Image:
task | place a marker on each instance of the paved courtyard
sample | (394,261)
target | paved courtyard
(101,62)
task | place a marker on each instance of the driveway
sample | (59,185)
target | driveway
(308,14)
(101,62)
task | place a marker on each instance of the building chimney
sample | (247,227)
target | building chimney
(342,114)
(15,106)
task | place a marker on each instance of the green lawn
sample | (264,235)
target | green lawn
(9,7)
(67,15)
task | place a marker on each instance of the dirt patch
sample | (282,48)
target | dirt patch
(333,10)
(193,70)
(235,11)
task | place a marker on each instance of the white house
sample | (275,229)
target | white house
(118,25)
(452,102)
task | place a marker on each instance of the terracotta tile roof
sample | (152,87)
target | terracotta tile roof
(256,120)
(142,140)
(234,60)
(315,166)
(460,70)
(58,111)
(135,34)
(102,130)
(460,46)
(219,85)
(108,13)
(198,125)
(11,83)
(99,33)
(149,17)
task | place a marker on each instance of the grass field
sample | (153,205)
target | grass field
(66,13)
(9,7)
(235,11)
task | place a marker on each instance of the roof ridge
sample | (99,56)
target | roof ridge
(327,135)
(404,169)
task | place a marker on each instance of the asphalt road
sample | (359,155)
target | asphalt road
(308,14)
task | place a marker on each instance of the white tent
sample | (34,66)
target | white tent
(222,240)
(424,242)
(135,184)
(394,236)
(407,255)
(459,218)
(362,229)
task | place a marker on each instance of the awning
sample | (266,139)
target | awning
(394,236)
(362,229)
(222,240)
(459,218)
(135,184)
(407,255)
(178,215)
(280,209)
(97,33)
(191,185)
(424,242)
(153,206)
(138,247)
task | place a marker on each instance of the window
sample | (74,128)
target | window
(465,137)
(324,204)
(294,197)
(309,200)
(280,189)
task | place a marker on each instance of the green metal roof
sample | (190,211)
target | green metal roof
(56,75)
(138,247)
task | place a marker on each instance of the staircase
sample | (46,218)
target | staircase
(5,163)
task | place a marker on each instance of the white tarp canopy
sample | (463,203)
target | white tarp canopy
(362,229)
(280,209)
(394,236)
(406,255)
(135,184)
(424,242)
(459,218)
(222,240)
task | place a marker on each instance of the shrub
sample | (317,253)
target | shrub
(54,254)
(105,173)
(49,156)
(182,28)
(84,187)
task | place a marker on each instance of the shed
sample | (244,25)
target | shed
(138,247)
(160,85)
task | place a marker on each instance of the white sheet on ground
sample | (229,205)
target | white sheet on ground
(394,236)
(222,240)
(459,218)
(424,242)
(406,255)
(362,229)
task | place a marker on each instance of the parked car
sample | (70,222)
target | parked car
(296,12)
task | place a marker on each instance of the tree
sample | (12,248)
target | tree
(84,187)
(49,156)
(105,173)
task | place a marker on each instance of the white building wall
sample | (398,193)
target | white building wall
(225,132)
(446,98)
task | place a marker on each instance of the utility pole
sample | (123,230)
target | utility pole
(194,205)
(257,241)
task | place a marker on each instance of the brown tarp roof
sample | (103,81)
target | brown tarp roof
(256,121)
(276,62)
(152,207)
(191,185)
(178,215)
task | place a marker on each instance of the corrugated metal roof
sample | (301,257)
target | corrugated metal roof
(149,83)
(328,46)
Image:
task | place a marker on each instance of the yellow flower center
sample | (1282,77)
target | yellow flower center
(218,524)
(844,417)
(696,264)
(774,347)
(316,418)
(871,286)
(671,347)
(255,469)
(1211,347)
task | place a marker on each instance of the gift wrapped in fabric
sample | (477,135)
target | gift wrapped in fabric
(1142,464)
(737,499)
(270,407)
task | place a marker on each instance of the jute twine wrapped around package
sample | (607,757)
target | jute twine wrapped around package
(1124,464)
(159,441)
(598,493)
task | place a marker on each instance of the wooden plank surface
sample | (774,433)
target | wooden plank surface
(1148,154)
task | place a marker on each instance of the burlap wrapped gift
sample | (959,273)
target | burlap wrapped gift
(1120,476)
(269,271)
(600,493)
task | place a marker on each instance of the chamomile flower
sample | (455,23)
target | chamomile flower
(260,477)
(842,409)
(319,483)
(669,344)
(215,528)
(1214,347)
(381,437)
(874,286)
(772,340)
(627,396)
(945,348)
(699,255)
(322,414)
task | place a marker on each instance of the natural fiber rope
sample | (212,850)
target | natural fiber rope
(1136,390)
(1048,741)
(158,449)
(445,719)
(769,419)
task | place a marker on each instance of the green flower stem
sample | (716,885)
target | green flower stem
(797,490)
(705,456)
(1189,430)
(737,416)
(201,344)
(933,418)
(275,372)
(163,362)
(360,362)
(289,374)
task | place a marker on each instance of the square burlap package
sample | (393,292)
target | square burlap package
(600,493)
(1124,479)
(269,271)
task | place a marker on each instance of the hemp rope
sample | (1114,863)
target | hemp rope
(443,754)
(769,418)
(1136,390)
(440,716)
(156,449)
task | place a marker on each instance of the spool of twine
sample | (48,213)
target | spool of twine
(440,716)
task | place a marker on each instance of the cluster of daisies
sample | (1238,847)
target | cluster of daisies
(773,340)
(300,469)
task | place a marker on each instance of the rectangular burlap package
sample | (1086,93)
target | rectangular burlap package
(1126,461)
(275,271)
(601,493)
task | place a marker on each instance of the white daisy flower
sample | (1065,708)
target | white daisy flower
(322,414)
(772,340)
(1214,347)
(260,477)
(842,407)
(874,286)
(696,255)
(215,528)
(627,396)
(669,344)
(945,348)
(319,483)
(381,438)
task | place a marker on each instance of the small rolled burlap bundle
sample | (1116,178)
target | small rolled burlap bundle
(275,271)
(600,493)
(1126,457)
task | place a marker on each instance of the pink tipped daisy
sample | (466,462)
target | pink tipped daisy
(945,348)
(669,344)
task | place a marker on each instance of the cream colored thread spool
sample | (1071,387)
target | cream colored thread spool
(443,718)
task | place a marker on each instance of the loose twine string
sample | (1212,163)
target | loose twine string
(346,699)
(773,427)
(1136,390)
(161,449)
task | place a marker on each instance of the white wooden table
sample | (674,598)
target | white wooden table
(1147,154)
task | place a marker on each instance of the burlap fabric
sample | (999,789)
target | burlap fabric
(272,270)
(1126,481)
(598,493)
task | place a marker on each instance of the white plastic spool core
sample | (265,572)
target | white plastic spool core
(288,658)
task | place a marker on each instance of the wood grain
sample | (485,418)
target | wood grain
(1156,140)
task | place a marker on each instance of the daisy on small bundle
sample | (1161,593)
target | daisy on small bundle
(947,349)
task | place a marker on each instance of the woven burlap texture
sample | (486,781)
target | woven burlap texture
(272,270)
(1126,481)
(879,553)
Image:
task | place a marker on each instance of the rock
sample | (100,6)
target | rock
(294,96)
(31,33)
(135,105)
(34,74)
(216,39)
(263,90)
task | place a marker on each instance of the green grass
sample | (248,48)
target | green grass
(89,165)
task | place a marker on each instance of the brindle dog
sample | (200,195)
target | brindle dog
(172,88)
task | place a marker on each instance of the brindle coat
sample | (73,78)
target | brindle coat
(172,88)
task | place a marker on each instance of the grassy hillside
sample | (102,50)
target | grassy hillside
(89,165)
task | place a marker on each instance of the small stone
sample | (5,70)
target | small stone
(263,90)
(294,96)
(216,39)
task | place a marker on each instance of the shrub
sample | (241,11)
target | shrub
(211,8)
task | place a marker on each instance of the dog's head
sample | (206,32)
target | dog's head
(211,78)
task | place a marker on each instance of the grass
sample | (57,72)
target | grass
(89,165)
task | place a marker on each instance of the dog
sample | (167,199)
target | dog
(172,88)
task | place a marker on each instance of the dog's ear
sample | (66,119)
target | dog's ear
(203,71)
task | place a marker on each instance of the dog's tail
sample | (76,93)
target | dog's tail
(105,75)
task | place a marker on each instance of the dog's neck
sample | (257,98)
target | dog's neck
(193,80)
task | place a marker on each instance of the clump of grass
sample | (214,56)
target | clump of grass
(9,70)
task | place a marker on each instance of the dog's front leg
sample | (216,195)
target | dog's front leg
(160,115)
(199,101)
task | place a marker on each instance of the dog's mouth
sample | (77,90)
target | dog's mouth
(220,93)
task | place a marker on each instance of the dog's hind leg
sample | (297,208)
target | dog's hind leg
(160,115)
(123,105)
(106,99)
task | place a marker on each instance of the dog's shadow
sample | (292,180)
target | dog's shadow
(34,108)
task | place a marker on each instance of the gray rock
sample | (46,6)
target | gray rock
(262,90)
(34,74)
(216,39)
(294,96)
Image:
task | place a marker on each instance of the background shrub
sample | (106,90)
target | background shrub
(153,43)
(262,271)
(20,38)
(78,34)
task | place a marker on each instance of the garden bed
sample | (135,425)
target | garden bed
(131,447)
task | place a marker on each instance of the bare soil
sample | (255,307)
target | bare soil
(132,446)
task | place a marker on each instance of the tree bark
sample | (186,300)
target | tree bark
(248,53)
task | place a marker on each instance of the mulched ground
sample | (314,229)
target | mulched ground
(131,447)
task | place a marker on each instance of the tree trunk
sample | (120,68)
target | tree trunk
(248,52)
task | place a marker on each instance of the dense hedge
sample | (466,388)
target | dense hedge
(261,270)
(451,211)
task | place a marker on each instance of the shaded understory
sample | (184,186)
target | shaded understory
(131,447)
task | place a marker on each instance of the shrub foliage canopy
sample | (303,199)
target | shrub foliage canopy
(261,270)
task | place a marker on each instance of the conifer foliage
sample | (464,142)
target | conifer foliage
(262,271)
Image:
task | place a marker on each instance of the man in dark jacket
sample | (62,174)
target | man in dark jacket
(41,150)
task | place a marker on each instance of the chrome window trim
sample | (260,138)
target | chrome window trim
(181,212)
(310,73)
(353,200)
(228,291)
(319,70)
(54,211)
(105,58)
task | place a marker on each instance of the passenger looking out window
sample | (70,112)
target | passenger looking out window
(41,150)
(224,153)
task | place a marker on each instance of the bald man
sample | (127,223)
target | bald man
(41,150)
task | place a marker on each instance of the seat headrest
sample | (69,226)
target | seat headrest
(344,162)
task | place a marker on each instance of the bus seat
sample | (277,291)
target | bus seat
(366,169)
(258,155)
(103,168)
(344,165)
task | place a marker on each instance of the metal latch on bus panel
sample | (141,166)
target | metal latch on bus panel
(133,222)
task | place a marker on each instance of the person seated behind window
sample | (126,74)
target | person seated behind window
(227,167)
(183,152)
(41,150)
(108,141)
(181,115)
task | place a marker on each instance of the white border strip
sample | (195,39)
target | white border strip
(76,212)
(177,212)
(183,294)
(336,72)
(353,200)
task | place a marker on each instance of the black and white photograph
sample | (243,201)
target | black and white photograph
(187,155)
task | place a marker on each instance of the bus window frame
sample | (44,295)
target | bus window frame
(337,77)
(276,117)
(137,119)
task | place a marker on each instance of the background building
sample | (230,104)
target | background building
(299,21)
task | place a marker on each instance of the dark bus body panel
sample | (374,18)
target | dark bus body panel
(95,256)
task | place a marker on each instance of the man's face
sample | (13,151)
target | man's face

━━━━━━━━━━━━━━━━━━━━

Output the material above again, unchanged, starting at the first line that contains "the bus window frame" and ending with the last line of the material, both included.

**Output below:**
task | place a marker on each instance of the bus window frame
sample | (44,295)
target | bus window frame
(337,77)
(276,117)
(137,119)
task | place a marker on each instance of the background building
sample | (230,104)
target | background building
(299,21)
task | place a marker on each instance of the dark bus body panel
sample | (374,18)
target | dark bus body panel
(95,256)
task | place a marker on each instance of the man's face
sample | (13,151)
target | man's face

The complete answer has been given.